◆ **What the exercise asks**:
Rewrite the entries starting at the first line and ending at the line containing "(33, 8), (159, 265)", both included, with every bounding-box coordinate multiplied by 0.25 and rounded to a whole number, halves rounding up. Copy the locate-region lines unchanged, and output only these lines.

◆ **Given data**:

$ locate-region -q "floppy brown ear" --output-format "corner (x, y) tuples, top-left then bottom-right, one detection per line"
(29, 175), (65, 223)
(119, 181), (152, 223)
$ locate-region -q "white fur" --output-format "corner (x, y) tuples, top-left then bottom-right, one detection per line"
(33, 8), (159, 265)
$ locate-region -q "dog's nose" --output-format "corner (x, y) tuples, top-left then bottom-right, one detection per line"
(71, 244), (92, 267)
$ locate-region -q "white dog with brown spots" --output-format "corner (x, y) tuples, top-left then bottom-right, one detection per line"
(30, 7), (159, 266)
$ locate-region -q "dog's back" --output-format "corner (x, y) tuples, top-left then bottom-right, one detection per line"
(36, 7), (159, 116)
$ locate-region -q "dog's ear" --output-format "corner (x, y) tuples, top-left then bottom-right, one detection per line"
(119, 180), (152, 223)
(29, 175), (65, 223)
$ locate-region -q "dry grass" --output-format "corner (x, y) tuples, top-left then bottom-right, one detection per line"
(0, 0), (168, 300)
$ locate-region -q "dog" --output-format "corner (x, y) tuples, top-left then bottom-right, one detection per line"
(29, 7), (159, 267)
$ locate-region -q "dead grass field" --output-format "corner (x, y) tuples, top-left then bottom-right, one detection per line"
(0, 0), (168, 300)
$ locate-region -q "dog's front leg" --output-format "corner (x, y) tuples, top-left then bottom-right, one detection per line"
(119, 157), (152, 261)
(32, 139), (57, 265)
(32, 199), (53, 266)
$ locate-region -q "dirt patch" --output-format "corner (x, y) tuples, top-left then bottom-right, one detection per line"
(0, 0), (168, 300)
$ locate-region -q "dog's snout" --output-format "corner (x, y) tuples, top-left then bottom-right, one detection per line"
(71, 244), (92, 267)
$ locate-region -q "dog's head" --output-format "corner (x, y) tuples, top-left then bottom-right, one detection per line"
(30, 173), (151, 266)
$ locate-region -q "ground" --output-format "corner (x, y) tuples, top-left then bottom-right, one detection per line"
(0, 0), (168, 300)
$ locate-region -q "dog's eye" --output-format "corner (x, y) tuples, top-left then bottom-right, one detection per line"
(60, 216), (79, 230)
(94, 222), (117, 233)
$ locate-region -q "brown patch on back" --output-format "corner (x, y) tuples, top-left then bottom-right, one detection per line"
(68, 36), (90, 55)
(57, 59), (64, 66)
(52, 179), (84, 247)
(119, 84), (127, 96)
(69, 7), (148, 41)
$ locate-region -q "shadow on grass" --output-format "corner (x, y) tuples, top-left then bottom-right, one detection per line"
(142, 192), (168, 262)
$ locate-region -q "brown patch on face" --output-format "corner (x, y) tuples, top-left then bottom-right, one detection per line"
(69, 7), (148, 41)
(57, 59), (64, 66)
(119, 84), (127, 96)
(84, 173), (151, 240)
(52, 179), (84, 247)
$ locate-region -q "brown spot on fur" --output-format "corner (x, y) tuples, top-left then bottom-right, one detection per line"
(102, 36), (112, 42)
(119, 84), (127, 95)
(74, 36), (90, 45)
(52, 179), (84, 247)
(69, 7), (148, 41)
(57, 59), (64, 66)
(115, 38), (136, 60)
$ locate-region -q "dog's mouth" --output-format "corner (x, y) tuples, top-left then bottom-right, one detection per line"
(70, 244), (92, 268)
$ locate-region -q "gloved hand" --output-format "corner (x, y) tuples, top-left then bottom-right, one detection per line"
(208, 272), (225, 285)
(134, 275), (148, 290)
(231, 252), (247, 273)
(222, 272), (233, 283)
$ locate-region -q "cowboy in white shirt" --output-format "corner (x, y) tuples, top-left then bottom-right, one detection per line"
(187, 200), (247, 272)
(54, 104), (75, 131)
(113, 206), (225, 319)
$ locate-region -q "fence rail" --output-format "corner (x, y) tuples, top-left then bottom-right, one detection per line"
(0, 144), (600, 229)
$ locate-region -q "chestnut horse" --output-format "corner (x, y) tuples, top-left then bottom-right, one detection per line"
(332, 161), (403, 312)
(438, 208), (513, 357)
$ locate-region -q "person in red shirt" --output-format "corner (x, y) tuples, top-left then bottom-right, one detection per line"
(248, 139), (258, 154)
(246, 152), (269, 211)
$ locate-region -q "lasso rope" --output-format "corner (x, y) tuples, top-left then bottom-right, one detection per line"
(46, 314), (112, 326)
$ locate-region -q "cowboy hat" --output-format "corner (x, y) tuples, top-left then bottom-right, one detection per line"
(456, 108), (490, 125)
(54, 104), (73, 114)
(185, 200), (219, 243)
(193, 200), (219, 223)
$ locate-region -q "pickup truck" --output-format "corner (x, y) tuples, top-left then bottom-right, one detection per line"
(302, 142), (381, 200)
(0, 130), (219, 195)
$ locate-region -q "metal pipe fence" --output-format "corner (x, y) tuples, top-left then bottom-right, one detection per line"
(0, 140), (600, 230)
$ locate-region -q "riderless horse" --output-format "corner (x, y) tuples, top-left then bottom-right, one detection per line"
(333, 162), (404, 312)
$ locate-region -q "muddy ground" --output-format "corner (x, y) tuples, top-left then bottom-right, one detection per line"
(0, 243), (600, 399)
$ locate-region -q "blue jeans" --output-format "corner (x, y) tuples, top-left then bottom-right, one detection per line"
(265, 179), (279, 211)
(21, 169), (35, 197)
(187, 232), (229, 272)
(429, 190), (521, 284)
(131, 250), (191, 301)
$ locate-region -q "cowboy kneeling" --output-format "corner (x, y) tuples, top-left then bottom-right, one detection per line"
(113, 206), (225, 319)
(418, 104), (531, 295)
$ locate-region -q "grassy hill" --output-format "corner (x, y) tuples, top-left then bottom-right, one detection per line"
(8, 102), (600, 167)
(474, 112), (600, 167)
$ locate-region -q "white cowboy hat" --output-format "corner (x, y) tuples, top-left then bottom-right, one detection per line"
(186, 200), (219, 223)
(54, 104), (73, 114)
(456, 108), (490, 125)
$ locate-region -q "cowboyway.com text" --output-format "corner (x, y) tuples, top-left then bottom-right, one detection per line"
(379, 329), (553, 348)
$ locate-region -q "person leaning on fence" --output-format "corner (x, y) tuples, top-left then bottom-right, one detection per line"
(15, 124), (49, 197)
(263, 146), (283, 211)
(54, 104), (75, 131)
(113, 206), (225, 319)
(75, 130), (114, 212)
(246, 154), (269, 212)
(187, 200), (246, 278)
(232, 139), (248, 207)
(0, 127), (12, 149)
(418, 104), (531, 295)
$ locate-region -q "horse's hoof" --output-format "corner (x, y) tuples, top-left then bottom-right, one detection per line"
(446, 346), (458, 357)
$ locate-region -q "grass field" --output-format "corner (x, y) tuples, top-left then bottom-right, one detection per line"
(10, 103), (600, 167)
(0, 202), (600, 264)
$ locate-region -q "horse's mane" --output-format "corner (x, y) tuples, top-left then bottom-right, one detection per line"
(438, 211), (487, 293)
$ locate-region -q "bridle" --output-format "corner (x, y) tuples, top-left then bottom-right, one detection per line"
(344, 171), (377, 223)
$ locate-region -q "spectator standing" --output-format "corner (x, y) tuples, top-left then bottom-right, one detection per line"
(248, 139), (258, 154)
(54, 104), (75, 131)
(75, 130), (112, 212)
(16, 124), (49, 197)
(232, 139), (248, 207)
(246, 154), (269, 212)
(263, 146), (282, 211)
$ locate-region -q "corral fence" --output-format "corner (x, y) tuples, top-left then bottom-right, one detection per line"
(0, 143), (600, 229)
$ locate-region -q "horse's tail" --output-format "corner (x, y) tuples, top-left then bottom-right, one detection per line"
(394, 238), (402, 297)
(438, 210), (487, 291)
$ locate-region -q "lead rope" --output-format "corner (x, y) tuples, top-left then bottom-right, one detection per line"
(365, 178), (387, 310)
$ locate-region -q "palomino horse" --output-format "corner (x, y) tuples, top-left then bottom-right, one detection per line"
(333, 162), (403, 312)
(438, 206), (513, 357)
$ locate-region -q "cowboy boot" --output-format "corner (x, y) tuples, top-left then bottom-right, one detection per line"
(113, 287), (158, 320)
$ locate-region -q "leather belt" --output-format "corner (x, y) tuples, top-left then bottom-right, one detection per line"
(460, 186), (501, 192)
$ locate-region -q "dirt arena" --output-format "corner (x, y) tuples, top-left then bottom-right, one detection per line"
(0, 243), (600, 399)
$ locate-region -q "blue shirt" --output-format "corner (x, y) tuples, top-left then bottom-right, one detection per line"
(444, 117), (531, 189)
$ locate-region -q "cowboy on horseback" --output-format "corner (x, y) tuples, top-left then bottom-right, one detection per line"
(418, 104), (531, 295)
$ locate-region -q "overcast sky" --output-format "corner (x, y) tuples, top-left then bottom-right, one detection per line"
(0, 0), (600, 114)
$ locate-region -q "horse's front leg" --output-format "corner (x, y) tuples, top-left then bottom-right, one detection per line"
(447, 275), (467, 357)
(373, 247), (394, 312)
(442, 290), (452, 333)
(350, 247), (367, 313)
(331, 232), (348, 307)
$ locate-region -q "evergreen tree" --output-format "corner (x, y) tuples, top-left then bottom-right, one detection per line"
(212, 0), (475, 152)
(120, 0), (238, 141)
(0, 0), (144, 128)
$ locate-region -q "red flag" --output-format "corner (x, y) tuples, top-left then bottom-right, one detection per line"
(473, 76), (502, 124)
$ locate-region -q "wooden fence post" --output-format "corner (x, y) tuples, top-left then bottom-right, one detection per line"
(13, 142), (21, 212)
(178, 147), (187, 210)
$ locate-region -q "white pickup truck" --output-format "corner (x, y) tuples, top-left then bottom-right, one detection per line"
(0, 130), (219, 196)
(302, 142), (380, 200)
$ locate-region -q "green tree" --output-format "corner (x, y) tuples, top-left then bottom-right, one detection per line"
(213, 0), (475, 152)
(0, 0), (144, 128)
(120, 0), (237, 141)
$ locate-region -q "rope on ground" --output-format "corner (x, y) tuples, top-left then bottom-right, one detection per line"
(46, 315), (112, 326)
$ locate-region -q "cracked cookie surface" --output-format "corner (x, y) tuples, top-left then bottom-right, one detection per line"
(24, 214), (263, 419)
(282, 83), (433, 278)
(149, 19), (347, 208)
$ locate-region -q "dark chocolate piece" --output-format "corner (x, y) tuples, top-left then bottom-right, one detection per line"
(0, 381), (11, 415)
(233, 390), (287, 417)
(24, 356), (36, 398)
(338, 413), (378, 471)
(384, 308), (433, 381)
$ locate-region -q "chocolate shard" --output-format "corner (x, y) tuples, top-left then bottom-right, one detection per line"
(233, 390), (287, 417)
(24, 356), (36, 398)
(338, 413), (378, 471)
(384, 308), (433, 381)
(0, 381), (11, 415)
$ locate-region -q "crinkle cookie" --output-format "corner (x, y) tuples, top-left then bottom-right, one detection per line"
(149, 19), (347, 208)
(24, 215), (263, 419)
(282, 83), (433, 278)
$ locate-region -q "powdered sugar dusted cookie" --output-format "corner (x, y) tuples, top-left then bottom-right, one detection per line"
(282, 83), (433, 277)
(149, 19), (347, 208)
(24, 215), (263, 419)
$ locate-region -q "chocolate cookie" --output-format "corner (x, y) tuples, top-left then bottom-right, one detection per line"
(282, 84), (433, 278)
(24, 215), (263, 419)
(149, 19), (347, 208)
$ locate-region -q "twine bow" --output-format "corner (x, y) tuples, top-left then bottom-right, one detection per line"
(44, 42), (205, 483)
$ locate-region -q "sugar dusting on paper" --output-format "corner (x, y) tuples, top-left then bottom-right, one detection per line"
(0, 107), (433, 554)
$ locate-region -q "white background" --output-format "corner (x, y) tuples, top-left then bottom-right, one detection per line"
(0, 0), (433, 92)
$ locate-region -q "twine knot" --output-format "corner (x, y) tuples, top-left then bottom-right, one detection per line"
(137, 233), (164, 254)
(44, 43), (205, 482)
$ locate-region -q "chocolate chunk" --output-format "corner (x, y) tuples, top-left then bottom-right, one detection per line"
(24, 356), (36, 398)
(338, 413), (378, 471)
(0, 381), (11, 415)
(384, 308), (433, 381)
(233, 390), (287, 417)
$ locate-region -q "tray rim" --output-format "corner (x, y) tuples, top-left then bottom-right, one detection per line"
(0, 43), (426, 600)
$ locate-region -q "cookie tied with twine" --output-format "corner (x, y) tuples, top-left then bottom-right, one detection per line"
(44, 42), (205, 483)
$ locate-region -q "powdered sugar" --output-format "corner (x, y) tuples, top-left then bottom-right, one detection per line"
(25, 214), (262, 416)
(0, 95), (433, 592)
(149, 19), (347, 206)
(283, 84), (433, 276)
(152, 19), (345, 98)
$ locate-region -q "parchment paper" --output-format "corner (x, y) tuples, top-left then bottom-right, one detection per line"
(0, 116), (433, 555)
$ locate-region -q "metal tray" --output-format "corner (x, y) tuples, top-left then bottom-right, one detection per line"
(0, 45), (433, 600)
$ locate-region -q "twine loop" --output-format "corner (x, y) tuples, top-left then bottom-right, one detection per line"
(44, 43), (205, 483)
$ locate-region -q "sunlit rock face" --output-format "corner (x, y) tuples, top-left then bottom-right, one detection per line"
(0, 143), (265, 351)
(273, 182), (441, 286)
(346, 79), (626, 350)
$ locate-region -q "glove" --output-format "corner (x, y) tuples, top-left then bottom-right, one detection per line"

◆ **Complete output**:
$ locate-region -q "floppy brown ear" --output-format "corner (x, y) tuples, top-left then bottom-right, one detection per line"
(7, 44), (16, 56)
(30, 45), (38, 56)
$ locate-region -q "white fur" --output-format "corner (x, y) tuples, top-left then bottom-right, one detection per line"
(8, 2), (40, 66)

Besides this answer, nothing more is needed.